SOURCE PASSAGE
╔══

ARS System - Performance Analysis - Phase I
Tests
Performed
1. Co-located fault free
WorkloadTest, WebLogic application server, God and Creditcard running
on the same machine; no other replicas; database server on a separate
machine on campus.
<<< Figure 1: graph co-located fault-free >>>
2. Distributed fault-free - communication baseline
Multiple machines:
- WorkloadTest on machine 1
- Goad and Creditcard on machine 2
- WebLogic application server on machine 3 (primary server)
- WebLogic application server on machine 4 (backup server)
- Database server on a separate machine on campus
A loop of 100 iterations was executed calling isAlive() on the server. This
call takes no arguments and doesn't do any processing or database
access. Therefore, the roundtrip time corresponds to the communication
time between client and server.
<<< Figure 2: graph >>>
3. Distributed fault-free
Multiple machines:
- WorkloadTest on machine 1
- Goad and Creditcard on machine 2
- WebLogic application server on machine 3 (primary server)
- WebLogic application server on machine 4 (backup server)
- Database server on a separate machine on campus
A loop of 100 iterations was executed. Each iteration would call three
business methods in sequence: getFlights(),makeReservation() and buyTickets().
In executions 52, 57, 81 and 83, the spikes are the result of a problem
in the database connection that caused a timeout and transaction
rollback on the server. Because the database is considered fault-free in
the context of this project, we'll not try to explain the spikes or
propose solutions or improvements to avoid them.
<<< Figure 3: graph >>>
4. Distributed with fault-injection
Multiple machines:
- WorkloadTest on machine 1
- Goad and Creditcard on machine 2
- WebLogic application server on machine 3 (primary server)
- WebLogic application server on machine 4 (backup server)
- Database server on a separate machine on campus
A loop of 100 iterations was executed. Each iteration would call three
business methods in sequence: getFlights(),makeReservation() and buyTickets().
After 20 executions, a fault was
injected on the primary server. After 180 seconds, a fault was
injected on the other server. From then on, a fault was injected every
180 seconds on alternate servers.
<<< Figure 4: graph >>>
Findings
and Conclusions
The results allowed us to conclude directly or indirectly:
- On the distributed scenario, response time is not as steady as in
the co-located scenario. Several aspects of the infrastucture present
non-deterministic response times and contribute to increase the variance
observed in Figures 2 and 3:
- Time to send a message using Ethernet and 802.11b (wireless) is
non-deterministic (message loss can also occur).
- Time for the database server to respond to a request can vary
based on current load and existence of cached data from previous
commands.
- Time to execute a user request in a J2EE server may vary based
on the ability to reuse an EJB or database connection from the
respective pool. Also, garbage collector can execute and interfere with
response times.
- Response times for transactions should be defined as average
values; it's not feasible to define worst-case values because of the
impossibility of "real-time" determinism.
- Communication overhead is the most time-consuming portion of a
user "roundtrip" operation.
- The first request to an application server after restart takes
longer than the average, probably due to internal initialization
procedures still going on and the need to fill up pools of EJBs and
database connections.

╚══

Items listed in a dataset
╔══

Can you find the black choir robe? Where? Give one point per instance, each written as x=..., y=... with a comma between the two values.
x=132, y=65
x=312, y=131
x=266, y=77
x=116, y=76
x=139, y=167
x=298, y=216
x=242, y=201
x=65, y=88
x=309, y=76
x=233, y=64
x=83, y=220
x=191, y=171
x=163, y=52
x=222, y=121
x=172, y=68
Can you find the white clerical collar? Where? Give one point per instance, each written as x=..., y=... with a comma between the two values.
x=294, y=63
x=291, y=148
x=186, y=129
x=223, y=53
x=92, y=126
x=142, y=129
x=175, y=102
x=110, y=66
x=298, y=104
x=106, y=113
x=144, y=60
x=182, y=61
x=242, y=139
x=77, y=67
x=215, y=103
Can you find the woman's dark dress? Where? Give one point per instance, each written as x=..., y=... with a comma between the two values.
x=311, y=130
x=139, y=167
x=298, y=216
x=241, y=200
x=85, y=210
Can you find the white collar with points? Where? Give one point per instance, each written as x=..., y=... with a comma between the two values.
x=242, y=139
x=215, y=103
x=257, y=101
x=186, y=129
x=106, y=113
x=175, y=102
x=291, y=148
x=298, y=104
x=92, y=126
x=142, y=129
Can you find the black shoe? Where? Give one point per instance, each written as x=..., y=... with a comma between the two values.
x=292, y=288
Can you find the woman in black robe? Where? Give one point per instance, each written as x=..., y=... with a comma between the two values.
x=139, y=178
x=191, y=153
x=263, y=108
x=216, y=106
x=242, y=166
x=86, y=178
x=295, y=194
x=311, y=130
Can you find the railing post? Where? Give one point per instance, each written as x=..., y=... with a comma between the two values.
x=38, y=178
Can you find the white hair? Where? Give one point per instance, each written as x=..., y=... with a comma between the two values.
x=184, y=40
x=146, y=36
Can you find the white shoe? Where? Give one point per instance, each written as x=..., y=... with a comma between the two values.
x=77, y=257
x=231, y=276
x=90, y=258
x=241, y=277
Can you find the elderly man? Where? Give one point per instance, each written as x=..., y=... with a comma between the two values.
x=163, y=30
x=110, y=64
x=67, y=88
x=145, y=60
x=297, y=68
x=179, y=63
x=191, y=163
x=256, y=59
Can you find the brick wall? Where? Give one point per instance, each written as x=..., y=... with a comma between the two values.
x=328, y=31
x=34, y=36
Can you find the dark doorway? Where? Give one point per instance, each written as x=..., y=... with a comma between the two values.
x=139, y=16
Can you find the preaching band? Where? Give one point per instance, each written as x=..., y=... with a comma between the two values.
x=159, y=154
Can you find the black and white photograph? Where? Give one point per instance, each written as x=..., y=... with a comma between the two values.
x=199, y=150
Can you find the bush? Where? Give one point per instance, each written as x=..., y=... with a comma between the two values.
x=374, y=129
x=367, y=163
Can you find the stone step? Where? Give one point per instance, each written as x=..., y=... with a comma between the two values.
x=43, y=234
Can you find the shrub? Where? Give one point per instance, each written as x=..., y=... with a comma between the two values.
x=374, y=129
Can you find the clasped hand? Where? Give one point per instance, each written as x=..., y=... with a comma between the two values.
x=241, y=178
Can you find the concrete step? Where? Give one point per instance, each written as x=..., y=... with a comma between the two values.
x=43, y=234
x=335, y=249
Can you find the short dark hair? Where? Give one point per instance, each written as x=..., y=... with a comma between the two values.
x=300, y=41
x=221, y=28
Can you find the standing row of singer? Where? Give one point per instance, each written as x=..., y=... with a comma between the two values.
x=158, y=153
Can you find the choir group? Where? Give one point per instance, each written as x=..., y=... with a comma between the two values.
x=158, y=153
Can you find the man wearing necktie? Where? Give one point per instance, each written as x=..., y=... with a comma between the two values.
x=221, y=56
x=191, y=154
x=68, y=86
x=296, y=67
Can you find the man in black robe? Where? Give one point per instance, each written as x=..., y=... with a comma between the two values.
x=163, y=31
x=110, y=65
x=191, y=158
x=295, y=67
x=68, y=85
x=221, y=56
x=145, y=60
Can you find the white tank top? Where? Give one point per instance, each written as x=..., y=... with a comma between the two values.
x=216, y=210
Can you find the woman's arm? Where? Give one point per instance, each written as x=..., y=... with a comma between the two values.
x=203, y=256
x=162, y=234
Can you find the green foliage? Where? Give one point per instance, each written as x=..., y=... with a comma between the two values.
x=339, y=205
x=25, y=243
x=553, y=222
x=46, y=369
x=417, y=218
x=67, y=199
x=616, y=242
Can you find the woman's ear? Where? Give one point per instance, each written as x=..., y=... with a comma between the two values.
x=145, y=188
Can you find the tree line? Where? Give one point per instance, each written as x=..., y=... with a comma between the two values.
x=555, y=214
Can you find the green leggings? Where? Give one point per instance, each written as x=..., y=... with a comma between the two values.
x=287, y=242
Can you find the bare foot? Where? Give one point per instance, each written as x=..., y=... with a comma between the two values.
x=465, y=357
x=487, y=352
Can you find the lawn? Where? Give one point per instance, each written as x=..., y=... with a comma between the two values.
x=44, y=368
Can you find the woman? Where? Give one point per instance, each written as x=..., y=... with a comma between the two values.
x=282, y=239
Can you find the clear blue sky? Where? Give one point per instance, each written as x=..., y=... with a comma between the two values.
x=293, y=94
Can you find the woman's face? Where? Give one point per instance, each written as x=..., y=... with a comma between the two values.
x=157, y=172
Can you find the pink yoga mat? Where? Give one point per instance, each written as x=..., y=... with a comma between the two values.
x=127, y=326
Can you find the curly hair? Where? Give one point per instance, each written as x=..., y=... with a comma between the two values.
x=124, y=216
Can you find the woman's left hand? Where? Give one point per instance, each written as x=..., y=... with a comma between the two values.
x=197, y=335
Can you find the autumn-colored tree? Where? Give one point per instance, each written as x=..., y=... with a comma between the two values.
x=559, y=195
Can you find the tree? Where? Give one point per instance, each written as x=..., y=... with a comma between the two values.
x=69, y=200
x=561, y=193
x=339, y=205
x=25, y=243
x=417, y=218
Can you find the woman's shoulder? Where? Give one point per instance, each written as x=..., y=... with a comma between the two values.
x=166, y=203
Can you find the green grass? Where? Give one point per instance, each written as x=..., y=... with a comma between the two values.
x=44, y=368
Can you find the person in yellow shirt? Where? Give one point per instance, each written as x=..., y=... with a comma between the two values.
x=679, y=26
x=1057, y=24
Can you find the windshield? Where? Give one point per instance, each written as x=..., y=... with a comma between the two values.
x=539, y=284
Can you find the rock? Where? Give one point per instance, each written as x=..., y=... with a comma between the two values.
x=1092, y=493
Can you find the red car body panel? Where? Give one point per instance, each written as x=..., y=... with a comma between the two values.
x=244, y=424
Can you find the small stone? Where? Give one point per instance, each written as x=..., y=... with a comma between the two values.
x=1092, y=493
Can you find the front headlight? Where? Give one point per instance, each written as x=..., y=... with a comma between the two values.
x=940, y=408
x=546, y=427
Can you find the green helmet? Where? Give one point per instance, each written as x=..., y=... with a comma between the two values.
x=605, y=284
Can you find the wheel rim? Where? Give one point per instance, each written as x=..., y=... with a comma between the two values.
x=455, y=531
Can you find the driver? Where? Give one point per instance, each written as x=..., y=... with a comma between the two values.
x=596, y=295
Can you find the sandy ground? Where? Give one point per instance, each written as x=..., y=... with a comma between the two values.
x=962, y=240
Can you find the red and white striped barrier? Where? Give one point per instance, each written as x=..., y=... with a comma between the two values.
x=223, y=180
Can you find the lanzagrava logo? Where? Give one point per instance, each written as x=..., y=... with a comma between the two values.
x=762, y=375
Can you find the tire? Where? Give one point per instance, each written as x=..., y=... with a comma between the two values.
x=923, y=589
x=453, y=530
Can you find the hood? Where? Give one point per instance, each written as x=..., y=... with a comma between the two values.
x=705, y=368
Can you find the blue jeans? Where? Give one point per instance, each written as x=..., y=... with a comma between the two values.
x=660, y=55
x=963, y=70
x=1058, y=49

╚══

TASKS FOR THIS EXERCISE
• a. In the ARS performance analysis, rewrite the part that opens with the words containing "<<< Figure 1: graph" and closes with "client and server.", swapping "primary server" for "main server".
• b. Extend the ARS performance analysis past its final sentence.

OUTPUTS BY TASK
• a.
<<< Figure 1: graph co-located fault-free >>>
2. Distributed fault-free - communication baseline
Multiple machines:
- WorkloadTest on machine 1
- Goad and Creditcard on machine 2
- WebLogic application server on machine 3 (main server)
- WebLogic application server on machine 4 (backup server)
- Database server on a separate machine on campus
A loop of 100 iterations was executed calling isAlive() on the server. This
call takes no arguments and doesn't do any processing or database
access. Therefore, the roundtrip time corresponds to the communication
time between client and server.

• b.
- Garbage collection on the application server consumes from 3 to 7
milliseconds. Given the frequency of the GC operation and the cost of
the network overhead, this does not appear to be a significant factor in
the overall response time.
Next Improvements -
Phases II and III
Performance of the system may be increased by taking the following
actions:
- Each EJB request in isolation requires 4 accesses to the
application server:
- JNDI lookup for the EJB, which returns the home object
(factory).
- A call to create()
on the home object to create an instance of the EJB, which returns an
instance of the EJB object.
- A call to the business method (e.g. makeReservation()) itself.
- A call to remove()
to inform the server that this client won't need that EJB instance
anymore.
Therefore, the total execution time of
a user operation can be reduced if we avoid some of the 4 calls
mentioned above. In the specific context of the ARS that is possible:
- Because we're using Stateless Session Beans, the call to remove() is not necessary. That
conclusion is intimately related to the understanding of how SLSB
operates interanally to the EJB container: a SLSB instance is drawn from
a pool of instances for each request. That instance executes the call
and returns the results to the user. Then, the container returns the
instance to the pool; SLSBs are not passivated and do not retain state,
so the call to remove()
doesn't alter the availability of instances in the pool.
- The EJB object returned by the create() call can be cached
inside the client application. Then, when a subsequent business call is
made to the same EJB, steps 1 and 2 are not necessary.
- In the CreditCard application, a connection to the database is
open for every call. We can use a long-term database connection and
avoid the time it takes to open a connection, which is very significant.
- In some cases, database access takes a significant amount of
time. We have identified some opportunities to optimize our SQL
statements, for example, by merging two select statements into one.
- The class at the client-side that handles communication with the
server maintains a list of available servers, which is obtained querying
the naming service when the client is initialized. When a request is
sent to a server and the request fails, that server is removed from the
list. When the list goes down to zero items, the naming service
is queried to obtain a refreshed list of available servers. Querying
the naming service impacts the total response time of the transaction.
To minimize this impact, we want to query the naming service when the
size of the list goes from two down to one element. The goals is to try
and avoid the situation where the client has no server to talk to,
which is the worst-case in terms of impact to execution time.
- Load-balance:
the current situation - without load-balancing - is as follows: when we
have primary server A and replica B, all client applications will send
requests to server A; server B will only get a request if server A
fails. If we distribute the load across all available servers, the
overall throughput of the system should increase and average response
time should decrease. Therefore, we plan to implement and test
load-balance by:
- Having the client call each available server in a round-robin
fashion. Thus, if client has servers A, B and C on the list of available
servers, it will make the first call to A, the second to B, the third
to C, the fourth to A, and so on.
- Making the very first call of each client execution to a random
server among the servers available. The goal is to avoid the situation
where each client execution makes just one or two calls to the
server (this is an unlikely but possible operational profile); in that
case, there would be a concentration of requests on server A (on the
first servers of the list in general).
- Creating a script that generates the synthetic workload
corresponding to 20+ simultaneous clients.
About the Fault Injector
God application is the replication manager and naming service for the
ARS system. For performance analysis, the role of fault injector was
also given to God.
The following method was added to God's interface:
scheduleShutdown(long
interval)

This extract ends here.